__What to produce__: Since only the written part is wanted, repeat the records exactly and omit the pictures.

Start of Input records

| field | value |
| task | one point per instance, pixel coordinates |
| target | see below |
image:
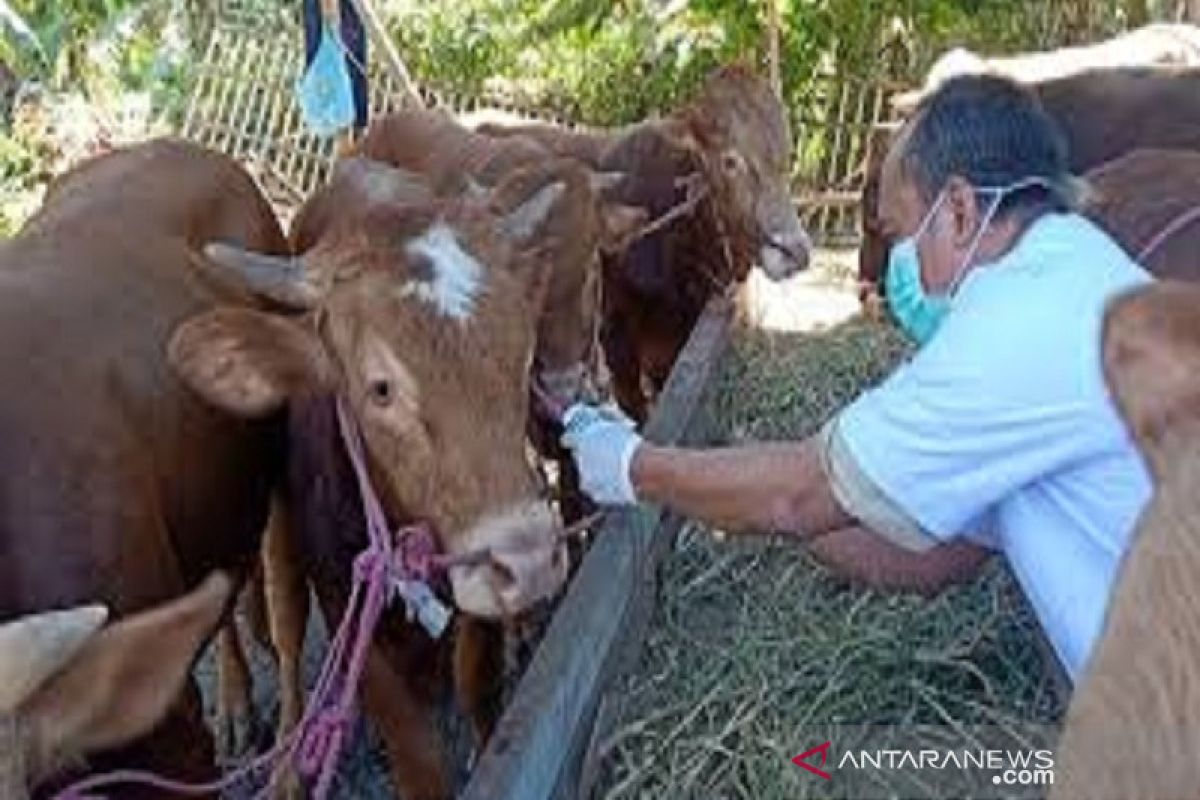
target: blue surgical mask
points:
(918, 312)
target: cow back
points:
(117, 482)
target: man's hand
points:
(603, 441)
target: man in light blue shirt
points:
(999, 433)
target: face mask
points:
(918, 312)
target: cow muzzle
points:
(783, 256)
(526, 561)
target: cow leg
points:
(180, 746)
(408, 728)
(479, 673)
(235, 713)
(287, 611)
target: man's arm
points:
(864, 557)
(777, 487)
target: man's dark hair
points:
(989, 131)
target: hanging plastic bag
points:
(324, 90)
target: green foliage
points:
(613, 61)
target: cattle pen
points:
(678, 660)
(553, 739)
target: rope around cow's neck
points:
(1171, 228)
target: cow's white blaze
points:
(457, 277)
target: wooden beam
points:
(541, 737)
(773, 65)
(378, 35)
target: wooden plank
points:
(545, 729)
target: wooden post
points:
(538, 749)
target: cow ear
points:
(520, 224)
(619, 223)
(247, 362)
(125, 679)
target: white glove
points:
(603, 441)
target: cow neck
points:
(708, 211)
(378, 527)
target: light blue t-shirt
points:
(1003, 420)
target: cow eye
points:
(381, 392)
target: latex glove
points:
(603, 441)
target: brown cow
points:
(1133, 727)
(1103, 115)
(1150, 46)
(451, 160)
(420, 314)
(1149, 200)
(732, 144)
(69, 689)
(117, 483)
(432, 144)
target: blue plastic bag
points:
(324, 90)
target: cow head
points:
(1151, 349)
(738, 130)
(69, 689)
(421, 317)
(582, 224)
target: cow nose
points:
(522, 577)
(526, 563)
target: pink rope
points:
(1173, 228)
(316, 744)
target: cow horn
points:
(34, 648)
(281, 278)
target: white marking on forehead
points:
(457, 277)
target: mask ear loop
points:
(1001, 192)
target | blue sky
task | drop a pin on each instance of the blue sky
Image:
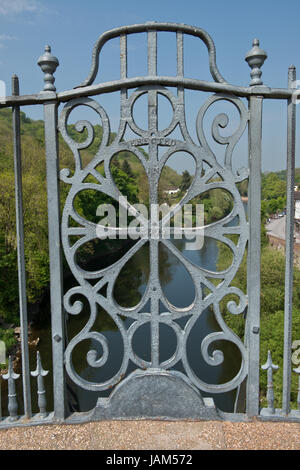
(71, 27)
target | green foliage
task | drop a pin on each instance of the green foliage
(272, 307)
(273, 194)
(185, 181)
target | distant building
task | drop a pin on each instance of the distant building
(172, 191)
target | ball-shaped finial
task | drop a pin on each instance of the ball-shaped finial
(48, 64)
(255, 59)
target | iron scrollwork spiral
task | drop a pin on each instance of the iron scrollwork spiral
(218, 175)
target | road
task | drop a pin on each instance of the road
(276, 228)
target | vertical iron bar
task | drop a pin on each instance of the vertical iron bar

End of Input records

__Answer__:
| field | value |
| task | one point per instance, pixel coordinates |
| target | see below |
image:
target: blue surgical mask
points:
(918, 312)
target: cow back
points:
(117, 482)
target: man's hand
points:
(603, 441)
target: man in light blue shirt
points:
(999, 433)
target: face mask
points:
(918, 312)
target: cow muzzle
points:
(783, 256)
(526, 561)
target: cow leg
points:
(180, 746)
(408, 728)
(479, 673)
(235, 713)
(287, 611)
target: man's arm
points:
(864, 557)
(777, 487)
target: man's dark hair
points:
(989, 131)
target: hanging plastic bag
points:
(324, 90)
target: green foliage
points:
(613, 61)
target: cattle pen
points:
(678, 660)
(553, 739)
target: rope around cow's neck
points:
(1171, 228)
target: cow's white blaze
points:
(457, 277)
target: wooden beam
points:
(541, 737)
(773, 65)
(378, 35)
target: wooden plank
points:
(545, 729)
target: wooden post
points:
(538, 749)
target: cow ear
points:
(520, 224)
(619, 223)
(247, 362)
(125, 679)
target: white glove
points:
(603, 441)
target: cow neck
points:
(708, 211)
(378, 527)
target: light blue t-shirt
points:
(1003, 420)
target: cow eye
points:
(381, 392)
target: latex glove
points:
(603, 441)
target: brown cow
points:
(1133, 727)
(1103, 115)
(1150, 46)
(451, 160)
(420, 314)
(1149, 200)
(732, 144)
(69, 689)
(117, 483)
(432, 144)
target: blue plastic bag
points:
(324, 90)
target: cow head
points:
(1151, 349)
(738, 130)
(69, 689)
(421, 317)
(582, 224)
target: cow nose
points:
(522, 577)
(526, 563)
target: pink rope
points:
(1173, 228)
(316, 744)
target: cow horn
points:
(34, 648)
(281, 278)
target: white marking on forehead
points:
(457, 277)
target: mask ear loop
points:
(1001, 192)
target | blue sky
task | drop a pin on each instance of the blue sky
Image:
(71, 27)
target | green foliage
task | drop a pin on each instance of the green foliage
(272, 307)
(273, 194)
(185, 181)
target | distant building
task | drop a pin on each instance of the distant building
(172, 191)
target | ball-shaped finial
task | drop a pin on each instance of the ball-shaped finial
(48, 64)
(255, 59)
target | iron scrollwork spiral
task | drop a pin on each instance of the iron scrollwork spiral
(218, 175)
target | road
task | drop a pin on each instance of the road
(276, 228)
target | vertical iron bar
task | drop a pin on each instance of the vertical iron bar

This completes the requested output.